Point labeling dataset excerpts
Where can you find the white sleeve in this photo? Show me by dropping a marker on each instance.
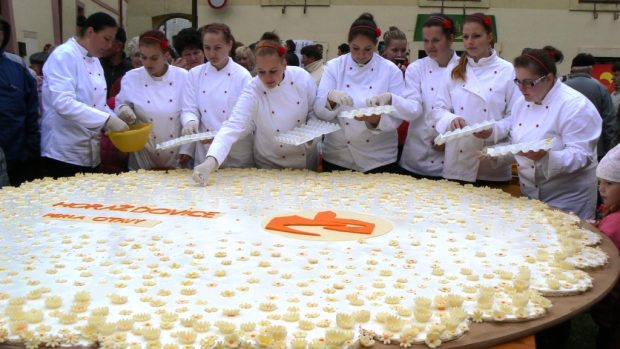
(311, 90)
(62, 81)
(442, 112)
(238, 124)
(410, 104)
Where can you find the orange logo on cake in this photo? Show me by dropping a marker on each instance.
(329, 225)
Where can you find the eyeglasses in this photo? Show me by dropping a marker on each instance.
(528, 82)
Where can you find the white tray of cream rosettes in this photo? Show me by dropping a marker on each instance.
(500, 150)
(307, 132)
(463, 132)
(177, 142)
(367, 111)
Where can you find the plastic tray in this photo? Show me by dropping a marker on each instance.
(311, 130)
(368, 111)
(462, 132)
(177, 142)
(500, 150)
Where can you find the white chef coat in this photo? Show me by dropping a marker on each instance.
(209, 98)
(566, 177)
(74, 106)
(423, 79)
(487, 94)
(355, 146)
(156, 100)
(267, 112)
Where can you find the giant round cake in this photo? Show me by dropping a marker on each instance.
(276, 259)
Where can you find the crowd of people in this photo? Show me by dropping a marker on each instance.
(247, 95)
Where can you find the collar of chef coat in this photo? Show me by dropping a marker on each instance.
(313, 66)
(482, 61)
(285, 82)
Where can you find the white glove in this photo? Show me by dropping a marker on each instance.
(126, 114)
(115, 124)
(382, 99)
(340, 97)
(190, 127)
(202, 171)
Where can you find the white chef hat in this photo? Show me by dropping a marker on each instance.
(609, 167)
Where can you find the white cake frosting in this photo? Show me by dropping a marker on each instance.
(149, 259)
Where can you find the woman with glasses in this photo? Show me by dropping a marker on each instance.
(565, 176)
(479, 88)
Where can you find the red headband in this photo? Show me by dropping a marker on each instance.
(281, 50)
(162, 43)
(538, 61)
(445, 23)
(375, 29)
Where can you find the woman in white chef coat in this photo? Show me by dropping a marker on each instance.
(211, 92)
(478, 89)
(74, 101)
(565, 176)
(278, 99)
(152, 94)
(355, 80)
(423, 79)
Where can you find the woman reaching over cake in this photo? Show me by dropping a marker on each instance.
(74, 101)
(358, 79)
(564, 176)
(477, 89)
(421, 157)
(279, 99)
(606, 313)
(211, 92)
(152, 94)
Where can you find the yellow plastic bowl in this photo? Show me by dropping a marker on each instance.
(132, 140)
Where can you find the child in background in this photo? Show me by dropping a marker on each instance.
(606, 313)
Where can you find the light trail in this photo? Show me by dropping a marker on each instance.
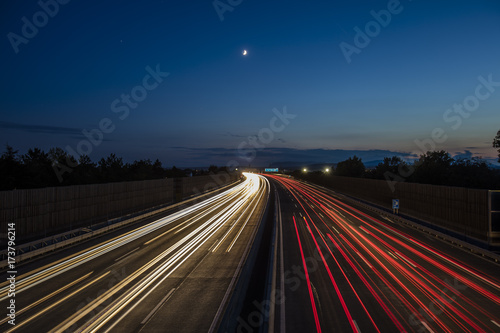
(397, 268)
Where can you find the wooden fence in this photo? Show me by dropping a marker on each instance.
(462, 210)
(41, 212)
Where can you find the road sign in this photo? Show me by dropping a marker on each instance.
(395, 203)
(395, 206)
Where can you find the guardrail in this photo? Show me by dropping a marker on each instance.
(418, 226)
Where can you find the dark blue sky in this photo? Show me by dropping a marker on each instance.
(392, 91)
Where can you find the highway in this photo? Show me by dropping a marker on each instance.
(173, 274)
(339, 268)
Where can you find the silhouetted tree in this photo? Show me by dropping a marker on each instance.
(111, 169)
(10, 169)
(390, 166)
(352, 167)
(472, 173)
(496, 144)
(38, 170)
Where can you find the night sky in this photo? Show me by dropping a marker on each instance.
(396, 84)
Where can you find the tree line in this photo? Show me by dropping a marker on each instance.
(433, 167)
(38, 168)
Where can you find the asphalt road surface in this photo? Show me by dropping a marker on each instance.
(340, 268)
(174, 274)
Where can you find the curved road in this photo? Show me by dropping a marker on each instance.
(174, 274)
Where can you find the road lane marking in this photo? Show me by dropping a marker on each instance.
(167, 296)
(282, 275)
(61, 300)
(126, 254)
(45, 298)
(402, 257)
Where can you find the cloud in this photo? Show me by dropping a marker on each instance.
(41, 128)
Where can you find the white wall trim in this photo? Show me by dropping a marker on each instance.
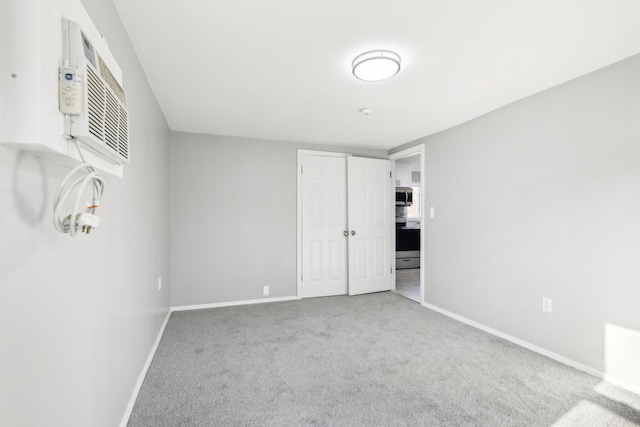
(301, 154)
(231, 303)
(143, 373)
(555, 356)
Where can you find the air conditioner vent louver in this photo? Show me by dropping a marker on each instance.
(101, 122)
(107, 117)
(96, 103)
(111, 81)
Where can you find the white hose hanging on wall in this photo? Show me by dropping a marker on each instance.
(86, 220)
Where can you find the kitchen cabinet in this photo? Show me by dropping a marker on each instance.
(407, 178)
(403, 178)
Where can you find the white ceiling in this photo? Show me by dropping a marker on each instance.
(281, 69)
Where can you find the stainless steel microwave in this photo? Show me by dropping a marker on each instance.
(404, 196)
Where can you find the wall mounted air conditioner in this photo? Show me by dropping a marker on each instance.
(38, 39)
(100, 118)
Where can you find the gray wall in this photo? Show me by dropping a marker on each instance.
(79, 316)
(233, 217)
(541, 198)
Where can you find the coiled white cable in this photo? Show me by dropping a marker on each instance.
(71, 222)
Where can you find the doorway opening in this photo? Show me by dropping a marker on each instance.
(409, 231)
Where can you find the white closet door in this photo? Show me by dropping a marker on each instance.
(324, 220)
(369, 213)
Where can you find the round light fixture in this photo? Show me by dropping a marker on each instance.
(376, 65)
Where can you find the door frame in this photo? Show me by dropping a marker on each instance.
(301, 154)
(417, 149)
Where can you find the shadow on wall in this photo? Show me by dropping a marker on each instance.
(23, 206)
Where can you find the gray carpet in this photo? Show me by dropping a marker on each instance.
(371, 360)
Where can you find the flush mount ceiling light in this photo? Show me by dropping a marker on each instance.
(376, 65)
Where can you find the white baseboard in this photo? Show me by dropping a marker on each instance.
(231, 303)
(143, 373)
(584, 368)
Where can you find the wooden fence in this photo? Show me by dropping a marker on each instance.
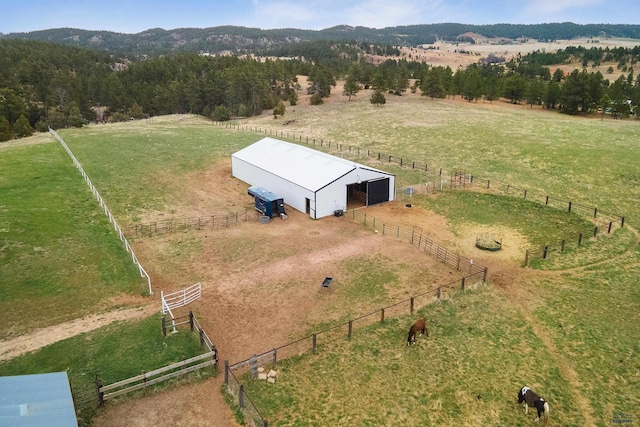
(183, 224)
(454, 179)
(310, 342)
(415, 236)
(147, 379)
(103, 205)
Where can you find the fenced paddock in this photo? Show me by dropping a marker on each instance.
(415, 236)
(436, 178)
(182, 368)
(103, 205)
(345, 329)
(150, 229)
(178, 299)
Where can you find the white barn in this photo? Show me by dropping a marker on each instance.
(309, 180)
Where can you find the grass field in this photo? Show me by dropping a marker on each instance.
(60, 257)
(567, 328)
(584, 313)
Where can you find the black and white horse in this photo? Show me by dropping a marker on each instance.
(530, 399)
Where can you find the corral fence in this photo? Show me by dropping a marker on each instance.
(182, 368)
(89, 392)
(544, 251)
(436, 178)
(178, 299)
(312, 342)
(415, 236)
(183, 224)
(103, 205)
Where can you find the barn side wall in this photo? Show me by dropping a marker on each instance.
(293, 195)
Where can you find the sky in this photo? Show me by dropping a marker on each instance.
(134, 16)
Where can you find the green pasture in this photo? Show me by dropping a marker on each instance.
(576, 333)
(113, 353)
(137, 166)
(593, 290)
(59, 257)
(467, 372)
(586, 160)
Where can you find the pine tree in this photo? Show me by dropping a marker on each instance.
(22, 127)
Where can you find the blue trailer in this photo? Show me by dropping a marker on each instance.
(267, 203)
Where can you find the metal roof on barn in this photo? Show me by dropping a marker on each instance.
(308, 168)
(37, 400)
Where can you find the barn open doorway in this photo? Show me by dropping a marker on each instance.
(367, 193)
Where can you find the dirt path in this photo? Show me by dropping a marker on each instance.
(52, 334)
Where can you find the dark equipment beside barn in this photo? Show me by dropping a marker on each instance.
(267, 203)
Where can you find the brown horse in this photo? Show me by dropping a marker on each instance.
(527, 397)
(418, 325)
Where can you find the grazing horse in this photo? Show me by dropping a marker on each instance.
(529, 398)
(418, 325)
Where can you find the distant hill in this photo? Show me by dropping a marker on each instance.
(157, 41)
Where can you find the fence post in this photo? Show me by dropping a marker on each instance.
(100, 393)
(253, 366)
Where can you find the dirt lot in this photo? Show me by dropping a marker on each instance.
(266, 291)
(254, 301)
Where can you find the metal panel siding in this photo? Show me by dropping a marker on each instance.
(308, 174)
(37, 400)
(293, 195)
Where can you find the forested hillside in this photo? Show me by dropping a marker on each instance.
(44, 84)
(158, 41)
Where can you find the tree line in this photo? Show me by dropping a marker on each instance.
(155, 42)
(48, 85)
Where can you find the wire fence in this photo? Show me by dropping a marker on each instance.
(150, 229)
(103, 205)
(435, 178)
(311, 342)
(417, 238)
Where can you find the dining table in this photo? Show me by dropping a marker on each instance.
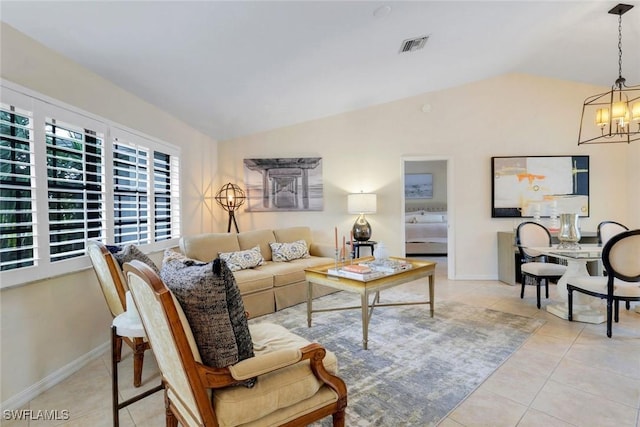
(585, 307)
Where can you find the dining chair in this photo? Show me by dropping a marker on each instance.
(621, 259)
(535, 267)
(114, 289)
(294, 385)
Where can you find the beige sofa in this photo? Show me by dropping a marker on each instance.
(273, 285)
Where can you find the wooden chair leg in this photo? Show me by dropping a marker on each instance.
(609, 316)
(338, 419)
(138, 360)
(570, 304)
(118, 349)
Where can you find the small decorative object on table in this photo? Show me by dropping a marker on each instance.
(569, 235)
(381, 252)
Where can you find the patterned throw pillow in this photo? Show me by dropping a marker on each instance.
(283, 252)
(212, 304)
(129, 253)
(242, 260)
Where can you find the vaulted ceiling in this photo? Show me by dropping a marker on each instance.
(232, 68)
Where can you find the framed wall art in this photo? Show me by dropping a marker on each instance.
(284, 184)
(539, 185)
(418, 186)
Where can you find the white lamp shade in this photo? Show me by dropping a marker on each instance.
(361, 203)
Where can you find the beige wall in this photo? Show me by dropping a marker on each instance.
(50, 326)
(507, 115)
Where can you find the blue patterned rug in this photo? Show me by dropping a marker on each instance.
(417, 369)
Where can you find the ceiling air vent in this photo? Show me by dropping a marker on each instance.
(413, 44)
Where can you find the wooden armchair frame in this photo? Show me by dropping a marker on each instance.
(114, 289)
(202, 378)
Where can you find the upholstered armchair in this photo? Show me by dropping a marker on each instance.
(621, 259)
(114, 288)
(295, 381)
(535, 267)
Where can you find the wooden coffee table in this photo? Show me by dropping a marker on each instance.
(320, 275)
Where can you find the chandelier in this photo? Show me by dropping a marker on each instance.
(613, 116)
(230, 197)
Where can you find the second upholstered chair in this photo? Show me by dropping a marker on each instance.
(621, 259)
(114, 288)
(535, 267)
(295, 380)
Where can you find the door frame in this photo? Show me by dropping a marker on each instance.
(450, 206)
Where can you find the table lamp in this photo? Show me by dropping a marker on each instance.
(361, 203)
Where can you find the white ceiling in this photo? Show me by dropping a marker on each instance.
(232, 68)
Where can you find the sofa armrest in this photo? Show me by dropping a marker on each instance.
(322, 249)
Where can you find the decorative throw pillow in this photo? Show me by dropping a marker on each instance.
(283, 252)
(212, 304)
(242, 260)
(129, 253)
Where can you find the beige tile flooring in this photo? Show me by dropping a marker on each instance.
(566, 374)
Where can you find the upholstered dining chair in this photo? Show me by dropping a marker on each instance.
(621, 259)
(535, 267)
(114, 288)
(293, 387)
(606, 230)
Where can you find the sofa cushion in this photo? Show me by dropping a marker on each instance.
(283, 252)
(278, 390)
(249, 239)
(241, 260)
(210, 299)
(293, 234)
(206, 247)
(285, 273)
(254, 279)
(129, 253)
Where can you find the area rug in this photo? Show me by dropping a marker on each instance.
(417, 369)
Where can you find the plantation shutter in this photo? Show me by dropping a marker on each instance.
(130, 192)
(146, 190)
(75, 184)
(17, 189)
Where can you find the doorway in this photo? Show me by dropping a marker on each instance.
(428, 226)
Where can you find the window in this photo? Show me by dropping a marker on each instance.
(75, 184)
(67, 177)
(17, 189)
(145, 193)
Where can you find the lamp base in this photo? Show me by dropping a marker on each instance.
(361, 229)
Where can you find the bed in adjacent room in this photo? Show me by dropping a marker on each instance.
(426, 231)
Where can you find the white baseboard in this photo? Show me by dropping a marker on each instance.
(22, 398)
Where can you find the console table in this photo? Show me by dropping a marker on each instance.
(509, 256)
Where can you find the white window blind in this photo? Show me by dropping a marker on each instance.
(17, 189)
(75, 185)
(145, 193)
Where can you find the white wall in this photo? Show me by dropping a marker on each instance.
(507, 115)
(49, 326)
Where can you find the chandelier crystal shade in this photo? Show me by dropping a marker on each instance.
(613, 116)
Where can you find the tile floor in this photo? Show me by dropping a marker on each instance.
(566, 374)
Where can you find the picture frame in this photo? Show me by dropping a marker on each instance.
(283, 184)
(418, 186)
(544, 186)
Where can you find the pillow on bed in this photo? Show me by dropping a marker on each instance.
(429, 218)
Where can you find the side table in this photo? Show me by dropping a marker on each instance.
(125, 325)
(357, 245)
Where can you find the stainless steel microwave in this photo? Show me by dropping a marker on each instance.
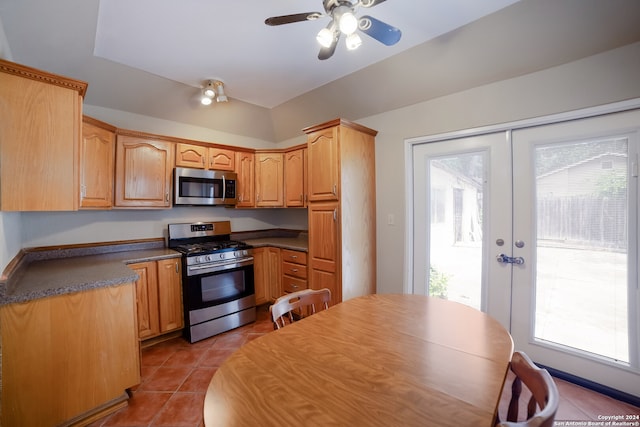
(204, 187)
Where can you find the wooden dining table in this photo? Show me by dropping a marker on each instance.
(376, 360)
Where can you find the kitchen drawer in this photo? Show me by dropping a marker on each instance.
(292, 284)
(294, 256)
(295, 270)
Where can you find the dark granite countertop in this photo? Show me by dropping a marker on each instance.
(56, 271)
(62, 271)
(300, 243)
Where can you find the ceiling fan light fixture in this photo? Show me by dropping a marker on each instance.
(353, 41)
(347, 22)
(222, 97)
(325, 37)
(209, 90)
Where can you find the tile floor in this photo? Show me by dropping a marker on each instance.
(175, 376)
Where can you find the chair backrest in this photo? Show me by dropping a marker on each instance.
(544, 394)
(298, 304)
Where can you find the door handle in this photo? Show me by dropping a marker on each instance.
(504, 259)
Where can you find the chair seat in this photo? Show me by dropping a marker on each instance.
(297, 305)
(544, 394)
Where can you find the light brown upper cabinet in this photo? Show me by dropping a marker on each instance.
(202, 157)
(144, 167)
(295, 188)
(323, 164)
(40, 128)
(342, 209)
(269, 179)
(245, 188)
(97, 158)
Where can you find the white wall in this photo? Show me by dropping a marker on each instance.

▶ **Exercise objective**: Quote every line from the line containing "Where can you find the chair backrest" through the closing line of the listing, including both.

▶ **Answer for the task**:
Where can you find the chair backrest in this photo? Show me by dropping a marker on each instance.
(544, 394)
(298, 304)
Where can you find the door handle in this photo? Show me by dropping a marker on each instance.
(504, 259)
Where can you find the chair seat in this photo? Show me by dropping a marker on each instance.
(297, 305)
(544, 394)
Where can you find the light brown upper cabinet in this photo? Show me by dropping a marker on each instance.
(202, 157)
(144, 167)
(295, 188)
(323, 164)
(40, 128)
(342, 209)
(269, 179)
(245, 188)
(97, 158)
Where can you find the white wall in this photo? Show me by dropping a marker on each instance.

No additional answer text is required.